■ TASK TO CARRY OUT: Pictures aside, quote the whole listing exactly.

■ STORED RECORDS:
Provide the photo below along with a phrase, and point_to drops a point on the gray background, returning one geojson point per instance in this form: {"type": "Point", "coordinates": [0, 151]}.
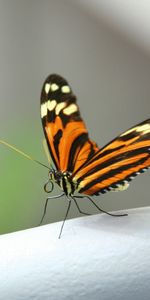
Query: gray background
{"type": "Point", "coordinates": [109, 74]}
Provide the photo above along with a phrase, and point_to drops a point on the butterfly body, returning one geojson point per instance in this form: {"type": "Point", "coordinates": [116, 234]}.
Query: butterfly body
{"type": "Point", "coordinates": [64, 180]}
{"type": "Point", "coordinates": [80, 166]}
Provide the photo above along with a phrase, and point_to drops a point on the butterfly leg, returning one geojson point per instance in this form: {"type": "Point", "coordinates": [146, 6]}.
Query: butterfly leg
{"type": "Point", "coordinates": [45, 206]}
{"type": "Point", "coordinates": [78, 207]}
{"type": "Point", "coordinates": [104, 211]}
{"type": "Point", "coordinates": [100, 209]}
{"type": "Point", "coordinates": [62, 226]}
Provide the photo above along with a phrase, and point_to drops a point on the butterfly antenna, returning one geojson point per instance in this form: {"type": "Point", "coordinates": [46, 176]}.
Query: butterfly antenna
{"type": "Point", "coordinates": [22, 153]}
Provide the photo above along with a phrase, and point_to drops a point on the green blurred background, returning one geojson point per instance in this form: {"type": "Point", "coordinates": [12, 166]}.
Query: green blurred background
{"type": "Point", "coordinates": [108, 71]}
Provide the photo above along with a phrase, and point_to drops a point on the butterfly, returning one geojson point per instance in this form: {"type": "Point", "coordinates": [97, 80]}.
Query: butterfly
{"type": "Point", "coordinates": [80, 166]}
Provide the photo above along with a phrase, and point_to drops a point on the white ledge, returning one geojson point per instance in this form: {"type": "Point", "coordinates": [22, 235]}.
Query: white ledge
{"type": "Point", "coordinates": [97, 257]}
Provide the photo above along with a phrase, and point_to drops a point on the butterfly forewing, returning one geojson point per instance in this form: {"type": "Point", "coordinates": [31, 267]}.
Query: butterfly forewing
{"type": "Point", "coordinates": [91, 170]}
{"type": "Point", "coordinates": [65, 131]}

■ OUTPUT OF THE EXERCISE:
Provide the photo below along with a phrase, and point_to drops a point on the gray background, returning one geojson point per instance in this form: {"type": "Point", "coordinates": [0, 151]}.
Query: gray background
{"type": "Point", "coordinates": [109, 74]}
Provide the photo above along with a phrase, and point_to drops a point on the butterfly body, returning one geojson point per instance in this form: {"type": "Point", "coordinates": [116, 234]}.
Query: butterfly body
{"type": "Point", "coordinates": [64, 180]}
{"type": "Point", "coordinates": [80, 166]}
Provide the photo above along with a phrase, and point_to drops a point on the butterfly leg, returning one geojson point per instance in this form: {"type": "Point", "coordinates": [146, 6]}.
Query: butterfly leg
{"type": "Point", "coordinates": [45, 206]}
{"type": "Point", "coordinates": [78, 207]}
{"type": "Point", "coordinates": [104, 211]}
{"type": "Point", "coordinates": [100, 209]}
{"type": "Point", "coordinates": [62, 226]}
Provide the photo above along with a phrase, and point_to drops a point on the butterfly antenna, returning one geojson point per instance in this form: {"type": "Point", "coordinates": [46, 176]}.
Query: butterfly antenna
{"type": "Point", "coordinates": [22, 153]}
Provide the photo above along with a phrase, and point_to drops a point on the green blurred background, returning one geojson point per instance in this form: {"type": "Point", "coordinates": [12, 166]}.
Query: green blurred background
{"type": "Point", "coordinates": [108, 71]}
Provide the photo above along with a phrase, and point_to drops a point on the butterfly, returning one geojson point per instance in this form: {"type": "Point", "coordinates": [97, 80]}.
Query: butterfly
{"type": "Point", "coordinates": [80, 166]}
Provide the photo above along with a phrase, and point_to drops a point on the white ledge, returning one geojson point per instance in this form: {"type": "Point", "coordinates": [22, 235]}.
Query: white ledge
{"type": "Point", "coordinates": [97, 257]}
Provide the photo above along with a phrase, and point_to drops a point on the butterfly forewing, returning one geojson point per instance in this form: {"type": "Point", "coordinates": [31, 267]}.
Query: butterfly forewing
{"type": "Point", "coordinates": [91, 170]}
{"type": "Point", "coordinates": [65, 131]}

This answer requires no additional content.